▶ **Task instructions**
Return the records below from the line containing "head and report the position of each." onward, exactly, through and including the last line.

▶ **Natural-language object grounding data**
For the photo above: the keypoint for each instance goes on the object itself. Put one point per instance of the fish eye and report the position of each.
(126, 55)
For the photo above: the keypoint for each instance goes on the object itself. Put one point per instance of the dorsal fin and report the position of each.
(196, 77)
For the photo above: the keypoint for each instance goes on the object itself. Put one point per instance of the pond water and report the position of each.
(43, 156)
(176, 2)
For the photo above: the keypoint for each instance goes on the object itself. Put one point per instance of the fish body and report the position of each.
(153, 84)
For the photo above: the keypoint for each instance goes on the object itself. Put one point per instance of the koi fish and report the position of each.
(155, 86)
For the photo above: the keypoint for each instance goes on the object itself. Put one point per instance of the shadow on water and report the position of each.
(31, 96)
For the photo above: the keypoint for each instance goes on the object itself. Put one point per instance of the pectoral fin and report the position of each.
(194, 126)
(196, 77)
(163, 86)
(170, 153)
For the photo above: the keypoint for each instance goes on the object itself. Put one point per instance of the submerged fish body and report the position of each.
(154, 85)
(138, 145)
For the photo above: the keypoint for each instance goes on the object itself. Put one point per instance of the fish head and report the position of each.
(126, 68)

▶ **Solution to this task**
For the photo above: the keypoint for each instance goes on the object itself. Put one point per instance of the fish head and report the position of each.
(126, 68)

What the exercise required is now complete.